■ GIVEN INSTRUCTION A ■
In the book review, rewrite the part that opens with the words containing "Special to The" and closes with "by Charlie Smith.", swapping "Charlie Smith" for "C. Smith".
■ GIVEN INSTRUCTION B ■
Translate this sentence from the book review into Spanish: "Here's something I thought I'd never see again: a new novel by Charlie Smith."
■ GIVEN INSTRUCTION C ■
Write the next part of the book review, starting after its last sentence.

■ QUOTED PASSAGE ■
Special to The Seattle Times
'Three Delays'
by Charlie Smith
HarperPerennial, 352 pp., $14.99
Here's something I thought I'd never see again: a new novel by Charlie Smith.
For my money, Georgia-born Smith, author of "Shine Hawk" and "Chimney Rock," and winner of the Paris Review's Aga Khan Prize for his novella "Crystal River," is the top-ranking Southern novelist of the last several decades, alongside T.R. Pearson. But it's been 14 years since his last novel, "Cheap Ticket to Heaven," came out. And while he has published several volumes of verse since then — including one baldly titled "Heroin and Other Poems" — it seemed his stamina for creating symphony-sized fiction might have sputtered out.
Not so.

■ PROVIDED DATA ■
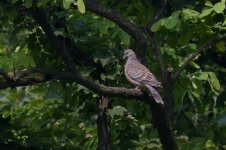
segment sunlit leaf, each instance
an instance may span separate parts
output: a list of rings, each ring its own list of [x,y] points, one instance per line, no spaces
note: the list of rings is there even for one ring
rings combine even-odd
[[[174,12],[169,18],[167,18],[165,22],[165,27],[167,29],[174,28],[179,23],[179,15],[180,15],[180,11]]]
[[[204,9],[202,11],[202,13],[199,15],[199,18],[203,18],[203,17],[208,16],[212,11],[213,11],[213,8]]]
[[[224,42],[218,42],[218,43],[216,44],[216,47],[217,47],[217,49],[218,49],[220,52],[224,52],[224,51],[225,51],[225,44],[224,44]]]
[[[213,8],[216,13],[222,13],[225,9],[225,2],[218,2],[213,6]]]
[[[85,13],[86,9],[85,9],[85,4],[83,0],[77,0],[77,7],[81,14]]]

■ TASK RESPONSE A ■
Special to The Seattle Times
'Three Delays'
by C. Smith
HarperPerennial, 352 pp., $14.99
Here's something I thought I'd never see again: a new novel by C. Smith.

■ TASK RESPONSE B ■
He aquí algo que pensé que nunca volvería a ver: una nueva novela de Charlie Smith.

■ TASK RESPONSE C ■
"Three Delays" is as deliciously willful and wayward, as ecstatic and extravagant, as anything Smith has ever done. Its tale of impossible love between two impossible characters is filled with a rich, sinister humor and every kind of psycho-romantic wrinkle. Not since poor F. Scott Fitzgerald drew his indelible portraits of the even more troubled Zelda has American fiction been blessed — or maybe cursed — by lovers who are simultaneously so right and so wrong for each other.
Alice Stephens, the object of former boy-preacher Billy Brent's obsession since age 6, is "just a cracker from West Miami, cleaned-up version," like Billy himself.
Both of them are — at various phases in their decades-long on-and-off love affair/estrangement/marriage — drug-addled and hyperbole-prone.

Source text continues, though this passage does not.